**Excerpt provided:**
* * *
Please take the time to read everything and follow the link below to a piece written by Dr Sam Ferreira.
We often get asked about the elephants of the Kruger National Park and their population.
Is the population too big? Should culling begin again? Are we losing our trees?
These are valid questions, but the reality is far more complex than it may seem. Many people believe there are too many elephants and that culling is the only solution (I held this view for a long time myself). However, after spending years reading, learning, and observing, I’ve come to understand that the story runs much deeper.
Please note: this is my personal view, shaped by research and experience, and I’m always open to discussion, we all learn through debate and shared insight.
If you could travel back 300–400 years, you’d see a very different Lowveld landscape.
There were no fences, no roads, and no artificial waterholes. Elephants, buffalo, and rhinos roamed freely across what we now know as South Africa, Mozambique, and Zimbabwe.
Their movements, along with natural fire and rainfall cycles, shaped a diverse mosaic of open savannas, woodlands, and riverine forests.
* * *
**Provided material:**
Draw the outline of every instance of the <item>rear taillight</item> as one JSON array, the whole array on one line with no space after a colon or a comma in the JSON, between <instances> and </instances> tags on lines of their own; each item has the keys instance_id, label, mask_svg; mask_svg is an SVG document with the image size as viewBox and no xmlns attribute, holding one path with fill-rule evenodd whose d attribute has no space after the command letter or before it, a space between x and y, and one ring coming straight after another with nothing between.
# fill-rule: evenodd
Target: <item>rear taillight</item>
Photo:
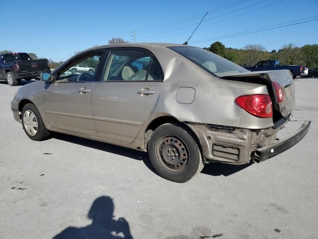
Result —
<instances>
[{"instance_id":1,"label":"rear taillight","mask_svg":"<svg viewBox=\"0 0 318 239\"><path fill-rule=\"evenodd\" d=\"M239 96L235 102L243 110L261 118L273 117L272 101L268 95L247 95Z\"/></svg>"},{"instance_id":2,"label":"rear taillight","mask_svg":"<svg viewBox=\"0 0 318 239\"><path fill-rule=\"evenodd\" d=\"M19 66L19 64L18 63L15 63L15 70L16 71L20 70L20 67Z\"/></svg>"},{"instance_id":3,"label":"rear taillight","mask_svg":"<svg viewBox=\"0 0 318 239\"><path fill-rule=\"evenodd\" d=\"M284 99L285 99L283 88L282 86L277 82L273 82L273 85L274 85L275 90L276 92L276 96L277 96L278 103L281 103L284 101Z\"/></svg>"}]
</instances>

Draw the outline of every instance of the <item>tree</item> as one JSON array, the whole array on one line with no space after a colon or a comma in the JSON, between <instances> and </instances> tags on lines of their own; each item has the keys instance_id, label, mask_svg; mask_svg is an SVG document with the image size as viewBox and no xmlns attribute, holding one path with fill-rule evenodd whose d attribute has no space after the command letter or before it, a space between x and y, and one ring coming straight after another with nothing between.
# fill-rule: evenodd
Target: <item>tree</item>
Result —
<instances>
[{"instance_id":1,"label":"tree","mask_svg":"<svg viewBox=\"0 0 318 239\"><path fill-rule=\"evenodd\" d=\"M209 50L222 57L225 55L225 46L220 41L216 41L211 44Z\"/></svg>"},{"instance_id":2,"label":"tree","mask_svg":"<svg viewBox=\"0 0 318 239\"><path fill-rule=\"evenodd\" d=\"M37 60L39 58L35 53L29 53L29 55L31 57L31 59L32 60Z\"/></svg>"},{"instance_id":3,"label":"tree","mask_svg":"<svg viewBox=\"0 0 318 239\"><path fill-rule=\"evenodd\" d=\"M123 38L120 37L116 38L113 37L111 39L108 41L108 44L110 45L111 44L118 44L118 43L128 43L129 41L125 41Z\"/></svg>"},{"instance_id":4,"label":"tree","mask_svg":"<svg viewBox=\"0 0 318 239\"><path fill-rule=\"evenodd\" d=\"M2 51L0 51L0 54L6 54L6 53L12 53L12 51L10 50L3 50Z\"/></svg>"},{"instance_id":5,"label":"tree","mask_svg":"<svg viewBox=\"0 0 318 239\"><path fill-rule=\"evenodd\" d=\"M318 44L305 45L301 51L304 63L308 68L318 67Z\"/></svg>"},{"instance_id":6,"label":"tree","mask_svg":"<svg viewBox=\"0 0 318 239\"><path fill-rule=\"evenodd\" d=\"M282 65L300 65L304 60L301 49L293 43L284 45L277 56Z\"/></svg>"},{"instance_id":7,"label":"tree","mask_svg":"<svg viewBox=\"0 0 318 239\"><path fill-rule=\"evenodd\" d=\"M243 47L245 50L245 57L246 64L247 65L254 65L260 60L266 60L266 57L269 57L268 54L265 56L264 54L266 52L265 48L261 45L248 44Z\"/></svg>"}]
</instances>

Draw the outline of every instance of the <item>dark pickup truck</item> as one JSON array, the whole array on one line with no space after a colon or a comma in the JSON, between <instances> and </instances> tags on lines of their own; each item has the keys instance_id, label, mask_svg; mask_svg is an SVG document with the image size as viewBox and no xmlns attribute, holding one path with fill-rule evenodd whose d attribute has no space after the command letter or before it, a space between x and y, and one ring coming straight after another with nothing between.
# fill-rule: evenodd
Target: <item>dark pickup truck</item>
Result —
<instances>
[{"instance_id":1,"label":"dark pickup truck","mask_svg":"<svg viewBox=\"0 0 318 239\"><path fill-rule=\"evenodd\" d=\"M261 61L253 66L243 67L250 71L271 71L273 70L289 70L294 79L307 75L303 65L280 66L277 60Z\"/></svg>"},{"instance_id":2,"label":"dark pickup truck","mask_svg":"<svg viewBox=\"0 0 318 239\"><path fill-rule=\"evenodd\" d=\"M37 79L41 72L50 72L46 59L33 60L27 53L0 54L0 81L6 80L10 86L17 85L24 79Z\"/></svg>"}]
</instances>

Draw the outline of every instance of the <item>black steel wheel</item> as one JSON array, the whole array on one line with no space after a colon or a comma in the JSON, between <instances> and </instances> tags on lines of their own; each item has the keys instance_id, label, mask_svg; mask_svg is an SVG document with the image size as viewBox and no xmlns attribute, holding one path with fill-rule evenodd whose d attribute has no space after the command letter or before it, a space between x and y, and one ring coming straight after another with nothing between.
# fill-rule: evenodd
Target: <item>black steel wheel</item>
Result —
<instances>
[{"instance_id":1,"label":"black steel wheel","mask_svg":"<svg viewBox=\"0 0 318 239\"><path fill-rule=\"evenodd\" d=\"M173 182L188 181L201 172L204 164L195 137L181 124L167 123L157 128L148 149L158 174Z\"/></svg>"}]
</instances>

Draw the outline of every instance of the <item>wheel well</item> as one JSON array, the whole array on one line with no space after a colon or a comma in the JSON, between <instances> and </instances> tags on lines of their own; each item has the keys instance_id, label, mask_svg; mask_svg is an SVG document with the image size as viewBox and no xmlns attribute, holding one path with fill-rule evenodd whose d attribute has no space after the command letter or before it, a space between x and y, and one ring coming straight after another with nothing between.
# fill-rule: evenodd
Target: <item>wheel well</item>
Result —
<instances>
[{"instance_id":1,"label":"wheel well","mask_svg":"<svg viewBox=\"0 0 318 239\"><path fill-rule=\"evenodd\" d=\"M187 125L185 123L183 123L182 122L180 122L178 120L176 119L174 117L171 116L162 116L161 117L159 117L155 120L154 120L148 125L147 129L145 131L145 147L146 149L148 149L148 142L149 142L149 139L150 139L150 137L151 135L152 134L154 131L156 130L158 127L165 123L178 123L179 124L181 124L183 126L184 126L186 129L188 129L190 132L192 133L193 134L193 136L194 137L194 139L197 141L198 143L198 145L200 148L200 150L201 151L202 157L204 158L204 149L203 148L203 144L197 136L197 134L195 133L192 129L191 129L190 127Z\"/></svg>"},{"instance_id":2,"label":"wheel well","mask_svg":"<svg viewBox=\"0 0 318 239\"><path fill-rule=\"evenodd\" d=\"M23 107L28 103L31 103L34 105L31 101L27 99L22 100L19 103L19 112L22 112L22 109L23 109Z\"/></svg>"}]
</instances>

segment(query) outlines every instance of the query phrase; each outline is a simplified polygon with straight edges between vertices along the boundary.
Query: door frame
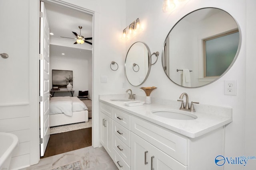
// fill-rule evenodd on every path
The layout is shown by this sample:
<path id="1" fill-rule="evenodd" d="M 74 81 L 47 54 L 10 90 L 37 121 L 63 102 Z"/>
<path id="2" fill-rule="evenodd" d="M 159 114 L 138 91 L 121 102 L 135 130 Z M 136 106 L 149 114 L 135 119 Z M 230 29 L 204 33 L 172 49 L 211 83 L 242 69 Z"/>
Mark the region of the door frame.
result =
<path id="1" fill-rule="evenodd" d="M 38 0 L 40 2 L 40 0 Z M 82 8 L 72 4 L 68 3 L 67 2 L 60 2 L 58 0 L 41 0 L 41 1 L 46 2 L 48 4 L 52 4 L 54 5 L 57 5 L 60 6 L 65 6 L 69 8 L 76 10 L 78 12 L 86 13 L 89 15 L 91 15 L 92 16 L 92 37 L 94 37 L 94 40 L 93 41 L 93 45 L 92 48 L 92 117 L 94 117 L 92 119 L 92 147 L 94 148 L 98 147 L 100 146 L 100 141 L 99 138 L 99 128 L 94 128 L 94 127 L 98 127 L 99 123 L 98 122 L 99 120 L 99 114 L 96 114 L 96 113 L 97 113 L 97 111 L 98 111 L 98 107 L 97 107 L 96 106 L 98 106 L 98 101 L 95 101 L 98 99 L 98 93 L 96 92 L 97 90 L 96 89 L 97 88 L 95 88 L 94 84 L 94 80 L 95 80 L 95 77 L 97 76 L 96 74 L 95 73 L 95 70 L 96 69 L 96 67 L 94 66 L 95 65 L 95 56 L 97 55 L 98 53 L 98 52 L 96 52 L 97 51 L 95 50 L 95 49 L 99 49 L 99 45 L 98 41 L 95 41 L 95 39 L 99 39 L 99 25 L 100 25 L 100 14 L 98 13 L 95 13 L 94 12 L 90 10 L 85 9 L 84 8 Z M 96 33 L 95 33 L 96 32 Z M 39 35 L 39 32 L 38 32 Z M 39 41 L 38 41 L 39 42 Z M 99 51 L 99 50 L 98 50 Z M 38 74 L 39 75 L 39 74 Z M 94 99 L 95 100 L 94 100 Z M 39 115 L 39 114 L 38 114 Z M 38 118 L 39 121 L 40 117 Z M 39 122 L 39 121 L 38 121 Z M 38 125 L 38 129 L 39 128 L 39 125 Z"/>

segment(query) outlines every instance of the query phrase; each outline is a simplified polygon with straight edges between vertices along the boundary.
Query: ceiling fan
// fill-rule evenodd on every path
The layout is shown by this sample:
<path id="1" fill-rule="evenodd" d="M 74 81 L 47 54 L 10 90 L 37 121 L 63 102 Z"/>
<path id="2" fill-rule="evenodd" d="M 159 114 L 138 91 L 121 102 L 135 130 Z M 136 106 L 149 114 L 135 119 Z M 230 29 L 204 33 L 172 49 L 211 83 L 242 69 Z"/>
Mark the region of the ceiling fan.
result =
<path id="1" fill-rule="evenodd" d="M 62 38 L 71 38 L 72 39 L 76 39 L 76 42 L 74 42 L 74 44 L 76 44 L 78 43 L 82 44 L 83 44 L 84 43 L 86 43 L 89 44 L 90 44 L 91 45 L 92 45 L 92 43 L 90 42 L 89 42 L 87 41 L 86 41 L 89 39 L 92 39 L 92 37 L 91 37 L 89 38 L 84 38 L 84 37 L 83 36 L 81 35 L 81 29 L 82 29 L 82 27 L 83 27 L 82 26 L 78 26 L 78 28 L 79 28 L 79 29 L 80 29 L 80 35 L 78 35 L 75 32 L 72 31 L 72 32 L 73 33 L 73 34 L 74 34 L 75 36 L 76 37 L 76 38 L 69 38 L 68 37 L 61 37 L 61 36 L 60 37 Z"/>

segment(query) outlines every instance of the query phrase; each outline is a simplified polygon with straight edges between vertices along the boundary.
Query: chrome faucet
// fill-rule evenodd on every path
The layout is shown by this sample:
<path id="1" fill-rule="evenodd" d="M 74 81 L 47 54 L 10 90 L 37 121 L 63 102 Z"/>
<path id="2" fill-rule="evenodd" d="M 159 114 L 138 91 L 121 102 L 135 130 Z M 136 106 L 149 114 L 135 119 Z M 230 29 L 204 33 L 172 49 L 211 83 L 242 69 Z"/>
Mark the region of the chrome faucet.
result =
<path id="1" fill-rule="evenodd" d="M 132 99 L 133 100 L 135 99 L 135 98 L 134 97 L 134 95 L 135 95 L 135 94 L 132 94 L 132 90 L 131 89 L 127 89 L 126 92 L 127 93 L 128 91 L 130 91 L 131 92 L 131 93 L 128 93 L 129 99 Z"/>
<path id="2" fill-rule="evenodd" d="M 184 102 L 183 101 L 183 97 L 184 96 L 186 96 L 186 105 L 184 106 Z M 180 96 L 180 99 L 177 100 L 178 101 L 181 102 L 181 106 L 180 107 L 180 109 L 186 110 L 187 111 L 190 111 L 192 112 L 196 111 L 194 107 L 193 104 L 199 104 L 199 102 L 191 102 L 191 105 L 190 107 L 188 106 L 188 95 L 186 93 L 182 93 Z"/>

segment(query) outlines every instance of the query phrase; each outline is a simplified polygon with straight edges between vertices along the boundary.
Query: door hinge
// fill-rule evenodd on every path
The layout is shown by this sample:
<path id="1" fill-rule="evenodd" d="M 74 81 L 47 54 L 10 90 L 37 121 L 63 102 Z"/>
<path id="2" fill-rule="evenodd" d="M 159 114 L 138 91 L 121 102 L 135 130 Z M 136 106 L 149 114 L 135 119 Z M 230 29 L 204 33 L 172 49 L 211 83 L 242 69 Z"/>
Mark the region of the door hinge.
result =
<path id="1" fill-rule="evenodd" d="M 39 102 L 42 102 L 43 101 L 43 96 L 39 96 Z"/>
<path id="2" fill-rule="evenodd" d="M 40 18 L 43 18 L 44 17 L 44 13 L 43 12 L 40 12 Z"/>
<path id="3" fill-rule="evenodd" d="M 43 138 L 40 138 L 39 139 L 39 143 L 40 144 L 43 143 Z"/>

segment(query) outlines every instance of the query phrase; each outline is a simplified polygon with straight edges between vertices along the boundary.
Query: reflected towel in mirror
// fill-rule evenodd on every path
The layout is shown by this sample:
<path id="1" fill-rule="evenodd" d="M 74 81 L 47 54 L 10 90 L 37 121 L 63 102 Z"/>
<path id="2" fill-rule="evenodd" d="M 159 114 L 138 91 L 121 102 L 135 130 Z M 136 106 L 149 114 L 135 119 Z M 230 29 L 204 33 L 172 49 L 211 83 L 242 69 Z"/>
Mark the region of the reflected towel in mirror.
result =
<path id="1" fill-rule="evenodd" d="M 191 87 L 190 80 L 190 72 L 187 68 L 182 70 L 182 86 L 185 87 Z"/>

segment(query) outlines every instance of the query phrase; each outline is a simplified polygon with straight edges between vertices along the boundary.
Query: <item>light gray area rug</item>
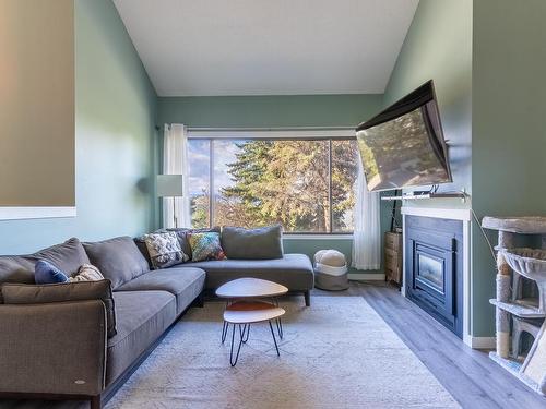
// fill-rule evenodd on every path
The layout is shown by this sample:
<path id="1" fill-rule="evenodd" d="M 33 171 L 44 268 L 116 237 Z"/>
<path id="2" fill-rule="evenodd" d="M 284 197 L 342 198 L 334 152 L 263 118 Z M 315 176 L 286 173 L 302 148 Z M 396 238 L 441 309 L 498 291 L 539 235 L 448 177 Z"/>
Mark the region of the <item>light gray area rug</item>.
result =
<path id="1" fill-rule="evenodd" d="M 459 407 L 363 298 L 281 305 L 280 358 L 269 325 L 256 324 L 232 368 L 224 303 L 210 302 L 177 323 L 106 408 Z"/>

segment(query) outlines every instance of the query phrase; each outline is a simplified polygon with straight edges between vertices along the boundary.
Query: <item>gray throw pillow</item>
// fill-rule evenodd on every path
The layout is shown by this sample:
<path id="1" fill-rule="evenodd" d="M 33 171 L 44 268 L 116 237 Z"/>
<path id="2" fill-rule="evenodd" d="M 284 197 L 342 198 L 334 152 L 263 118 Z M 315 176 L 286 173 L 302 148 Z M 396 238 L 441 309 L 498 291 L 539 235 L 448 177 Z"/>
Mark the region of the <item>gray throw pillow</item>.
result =
<path id="1" fill-rule="evenodd" d="M 170 267 L 189 260 L 180 249 L 180 242 L 174 231 L 144 234 L 142 238 L 154 269 Z"/>
<path id="2" fill-rule="evenodd" d="M 227 258 L 269 260 L 283 257 L 283 228 L 280 225 L 245 229 L 224 227 L 222 248 Z"/>
<path id="3" fill-rule="evenodd" d="M 79 281 L 46 285 L 3 284 L 0 287 L 5 304 L 45 304 L 50 302 L 100 300 L 106 306 L 108 338 L 116 332 L 116 308 L 110 281 Z"/>
<path id="4" fill-rule="evenodd" d="M 83 243 L 83 246 L 91 264 L 111 281 L 112 289 L 150 272 L 146 258 L 130 237 Z"/>
<path id="5" fill-rule="evenodd" d="M 59 269 L 62 269 L 68 276 L 76 274 L 82 264 L 90 264 L 90 257 L 87 257 L 82 243 L 76 238 L 40 250 L 28 257 L 36 262 L 38 260 L 46 260 Z"/>

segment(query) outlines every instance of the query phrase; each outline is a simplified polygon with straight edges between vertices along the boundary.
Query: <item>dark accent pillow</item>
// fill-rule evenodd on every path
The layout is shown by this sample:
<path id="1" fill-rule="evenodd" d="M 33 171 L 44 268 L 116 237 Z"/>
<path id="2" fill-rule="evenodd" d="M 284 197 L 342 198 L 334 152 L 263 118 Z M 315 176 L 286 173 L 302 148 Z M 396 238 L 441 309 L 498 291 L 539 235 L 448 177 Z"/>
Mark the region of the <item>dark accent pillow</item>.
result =
<path id="1" fill-rule="evenodd" d="M 69 279 L 63 270 L 45 260 L 39 260 L 34 266 L 34 280 L 36 284 L 59 284 Z"/>
<path id="2" fill-rule="evenodd" d="M 50 302 L 100 300 L 106 306 L 108 338 L 116 332 L 116 308 L 110 281 L 79 281 L 49 285 L 3 284 L 0 287 L 5 304 L 44 304 Z"/>
<path id="3" fill-rule="evenodd" d="M 87 257 L 85 249 L 76 238 L 40 250 L 31 254 L 29 257 L 36 262 L 38 260 L 46 260 L 63 270 L 69 277 L 76 274 L 82 264 L 90 264 L 90 257 Z"/>
<path id="4" fill-rule="evenodd" d="M 83 246 L 90 256 L 90 264 L 111 281 L 112 289 L 150 272 L 146 258 L 130 237 L 83 243 Z"/>
<path id="5" fill-rule="evenodd" d="M 193 233 L 218 233 L 221 231 L 219 226 L 215 226 L 212 228 L 203 228 L 203 229 L 188 229 L 188 228 L 169 228 L 169 229 L 162 229 L 158 230 L 157 232 L 162 231 L 174 231 L 178 236 L 178 241 L 180 242 L 180 248 L 182 249 L 182 252 L 187 254 L 190 258 L 192 258 L 191 254 L 191 245 L 189 242 L 189 236 L 188 234 L 193 234 Z"/>
<path id="6" fill-rule="evenodd" d="M 222 248 L 227 258 L 282 258 L 284 254 L 283 228 L 280 225 L 257 229 L 224 227 L 222 229 Z"/>

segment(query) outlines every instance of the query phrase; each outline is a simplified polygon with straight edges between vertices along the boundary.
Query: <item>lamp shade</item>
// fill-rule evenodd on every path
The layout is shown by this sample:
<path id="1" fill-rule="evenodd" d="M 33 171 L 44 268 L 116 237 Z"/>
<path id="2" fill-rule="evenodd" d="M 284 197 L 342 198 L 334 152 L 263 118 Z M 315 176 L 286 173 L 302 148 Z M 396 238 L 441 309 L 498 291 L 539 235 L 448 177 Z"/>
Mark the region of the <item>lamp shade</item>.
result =
<path id="1" fill-rule="evenodd" d="M 157 195 L 159 197 L 182 196 L 181 175 L 157 175 Z"/>

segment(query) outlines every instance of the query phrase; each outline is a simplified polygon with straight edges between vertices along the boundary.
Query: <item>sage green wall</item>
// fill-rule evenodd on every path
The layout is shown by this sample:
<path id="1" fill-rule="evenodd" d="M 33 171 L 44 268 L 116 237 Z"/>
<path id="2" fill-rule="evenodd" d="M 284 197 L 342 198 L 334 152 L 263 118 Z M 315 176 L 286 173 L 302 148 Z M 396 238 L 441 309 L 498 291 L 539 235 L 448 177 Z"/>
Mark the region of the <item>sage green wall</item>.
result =
<path id="1" fill-rule="evenodd" d="M 159 97 L 157 123 L 188 127 L 356 127 L 381 109 L 377 95 Z"/>
<path id="2" fill-rule="evenodd" d="M 75 87 L 78 217 L 0 221 L 0 254 L 155 225 L 156 95 L 110 0 L 75 0 Z"/>
<path id="3" fill-rule="evenodd" d="M 435 81 L 453 183 L 441 190 L 472 191 L 472 0 L 420 0 L 384 93 L 389 106 L 428 80 Z M 412 205 L 405 203 L 404 205 Z M 438 206 L 439 202 L 416 205 Z M 468 206 L 447 201 L 450 207 Z"/>
<path id="4" fill-rule="evenodd" d="M 356 127 L 379 112 L 381 106 L 382 95 L 159 97 L 157 123 L 202 128 Z M 388 220 L 383 225 L 388 226 Z M 336 249 L 351 260 L 352 240 L 286 239 L 284 246 L 286 252 L 309 256 L 321 249 Z"/>
<path id="5" fill-rule="evenodd" d="M 472 204 L 479 216 L 546 215 L 545 16 L 544 0 L 474 1 Z M 474 326 L 485 336 L 494 333 L 495 265 L 479 237 L 473 254 L 474 304 L 487 312 L 475 314 Z"/>

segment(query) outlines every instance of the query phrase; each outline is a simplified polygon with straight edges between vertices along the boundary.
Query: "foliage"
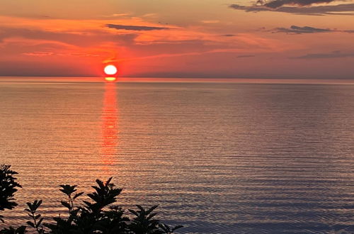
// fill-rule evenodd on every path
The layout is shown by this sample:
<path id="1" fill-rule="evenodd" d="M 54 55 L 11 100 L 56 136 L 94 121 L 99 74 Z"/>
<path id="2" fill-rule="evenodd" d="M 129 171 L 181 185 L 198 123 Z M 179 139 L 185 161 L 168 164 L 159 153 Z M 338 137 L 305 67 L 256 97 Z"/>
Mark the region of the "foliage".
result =
<path id="1" fill-rule="evenodd" d="M 10 169 L 11 165 L 0 165 L 0 211 L 11 210 L 17 206 L 14 202 L 13 195 L 17 191 L 16 188 L 21 188 L 13 175 L 16 172 Z M 4 223 L 3 216 L 0 216 L 0 222 Z"/>
<path id="2" fill-rule="evenodd" d="M 6 168 L 8 170 L 9 167 Z M 62 201 L 61 204 L 67 208 L 67 217 L 59 216 L 52 218 L 54 222 L 45 223 L 44 218 L 38 212 L 42 200 L 36 200 L 27 203 L 28 208 L 25 211 L 31 218 L 27 225 L 38 234 L 169 234 L 182 228 L 181 225 L 170 227 L 156 219 L 156 213 L 153 211 L 157 206 L 145 209 L 137 205 L 138 210 L 129 210 L 132 216 L 129 218 L 121 207 L 114 206 L 122 189 L 116 188 L 111 182 L 112 177 L 105 182 L 97 179 L 96 185 L 92 186 L 93 191 L 86 195 L 87 199 L 84 199 L 81 205 L 77 205 L 76 200 L 84 193 L 77 192 L 77 185 L 59 185 L 59 191 L 66 196 L 66 200 Z M 0 230 L 0 233 L 23 234 L 26 232 L 26 225 L 17 229 L 9 227 Z"/>

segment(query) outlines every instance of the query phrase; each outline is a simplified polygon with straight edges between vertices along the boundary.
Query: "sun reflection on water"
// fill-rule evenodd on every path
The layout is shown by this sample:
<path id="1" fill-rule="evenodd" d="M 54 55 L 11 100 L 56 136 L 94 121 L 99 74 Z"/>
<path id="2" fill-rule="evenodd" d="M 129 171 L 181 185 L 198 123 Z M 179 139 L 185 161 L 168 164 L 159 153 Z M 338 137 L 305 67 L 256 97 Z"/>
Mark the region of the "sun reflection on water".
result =
<path id="1" fill-rule="evenodd" d="M 110 174 L 110 166 L 114 164 L 114 160 L 118 155 L 118 109 L 116 99 L 116 87 L 115 77 L 110 79 L 110 82 L 105 84 L 105 93 L 103 97 L 103 107 L 102 109 L 102 164 L 103 170 Z"/>

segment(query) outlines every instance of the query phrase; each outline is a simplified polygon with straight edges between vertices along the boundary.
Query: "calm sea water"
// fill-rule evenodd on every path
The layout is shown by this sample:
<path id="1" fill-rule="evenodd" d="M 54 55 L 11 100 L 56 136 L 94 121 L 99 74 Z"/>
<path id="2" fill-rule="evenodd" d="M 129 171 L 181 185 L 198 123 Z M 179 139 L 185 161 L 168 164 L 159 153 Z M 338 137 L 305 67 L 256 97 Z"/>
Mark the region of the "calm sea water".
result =
<path id="1" fill-rule="evenodd" d="M 113 176 L 183 233 L 354 232 L 353 85 L 2 82 L 0 110 L 8 223 Z"/>

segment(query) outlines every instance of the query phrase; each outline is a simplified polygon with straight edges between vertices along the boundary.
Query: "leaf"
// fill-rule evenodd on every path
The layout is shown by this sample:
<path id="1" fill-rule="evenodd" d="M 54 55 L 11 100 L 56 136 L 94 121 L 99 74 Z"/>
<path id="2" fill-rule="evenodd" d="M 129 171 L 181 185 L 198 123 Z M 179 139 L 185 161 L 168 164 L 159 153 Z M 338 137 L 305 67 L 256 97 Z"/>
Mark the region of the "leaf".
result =
<path id="1" fill-rule="evenodd" d="M 40 221 L 38 221 L 38 223 L 37 223 L 37 226 L 39 227 L 40 225 L 40 223 L 42 223 L 42 221 L 43 221 L 43 219 L 44 218 L 42 218 L 41 219 L 40 219 Z"/>
<path id="2" fill-rule="evenodd" d="M 81 196 L 82 194 L 84 194 L 84 192 L 83 192 L 83 191 L 81 191 L 81 192 L 80 192 L 80 193 L 79 193 L 79 194 L 75 194 L 75 196 L 74 196 L 73 199 L 74 199 L 74 200 L 75 200 L 75 199 L 77 199 L 79 196 Z"/>
<path id="3" fill-rule="evenodd" d="M 67 207 L 68 209 L 70 210 L 72 208 L 70 204 L 68 204 L 67 202 L 62 201 L 60 201 L 60 203 L 62 204 L 62 205 L 63 205 L 64 206 Z"/>
<path id="4" fill-rule="evenodd" d="M 173 228 L 172 228 L 172 231 L 174 231 L 174 230 L 177 230 L 177 229 L 179 229 L 179 228 L 183 228 L 183 225 L 176 225 L 176 227 L 174 227 Z"/>
<path id="5" fill-rule="evenodd" d="M 28 224 L 32 228 L 35 228 L 35 224 L 33 223 L 32 223 L 31 221 L 27 221 L 26 223 Z"/>

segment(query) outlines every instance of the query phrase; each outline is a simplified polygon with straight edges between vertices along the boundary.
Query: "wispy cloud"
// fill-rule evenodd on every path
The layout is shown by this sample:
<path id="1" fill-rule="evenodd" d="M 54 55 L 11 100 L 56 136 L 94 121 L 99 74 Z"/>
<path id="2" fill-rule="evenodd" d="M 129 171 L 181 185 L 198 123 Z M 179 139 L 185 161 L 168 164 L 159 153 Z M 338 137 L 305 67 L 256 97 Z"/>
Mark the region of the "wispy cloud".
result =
* * *
**Brief 1:**
Answer these questions from the excerpt on Kruger elephants.
(a) Who wrote the piece that the link leads to?
(b) What three things did the Lowveld lack 300–400 years ago?
(c) Across which present-day countries did elephants, buffalo, and rhinos roam freely?
**Brief 2:**
Decide whether each statement agrees with the excerpt on Kruger elephants. Answer yes or no and quote the words that settle it.
(a) The writer has never believed that culling is the only solution.
(b) The writer describes the view given as a personal one.
(c) Natural fire played a part in shaping the Lowveld landscape.
**Brief 3:** Reproduce the part of the excerpt on Kruger elephants from "Is the population" to "different Lowveld landscape." word for word.
The material that comes after the excerpt on Kruger elephants is separate from that excerpt.

**Your solution 1:**
(a) Dr Sam Ferreira
(b) Fences, roads, and artificial waterholes
(c) South Africa, Mozambique, and Zimbabwe

**Your solution 2:**
(a) No: "I held this view for a long time myself"
(b) Yes: "this is my personal view, shaped by research and experience"
(c) Yes: "Their movements, along with natural fire and rainfall cycles, shaped a diverse mosaic of open savannas, woodlands, and riverine forests"

**Your solution 3:**
Is the population too big? Should culling begin again? Are we losing our trees?
These are valid questions, but the reality is far more complex than it may seem. Many people believe there are too many elephants and that culling is the only solution (I held this view for a long time myself). However, after spending years reading, learning, and observing, I’ve come to understand that the story runs much deeper.
Please note: this is my personal view, shaped by research and experience, and I’m always open to discussion, we all learn through debate and shared insight.
If you could travel back 300–400 years, you’d see a very different Lowveld landscape.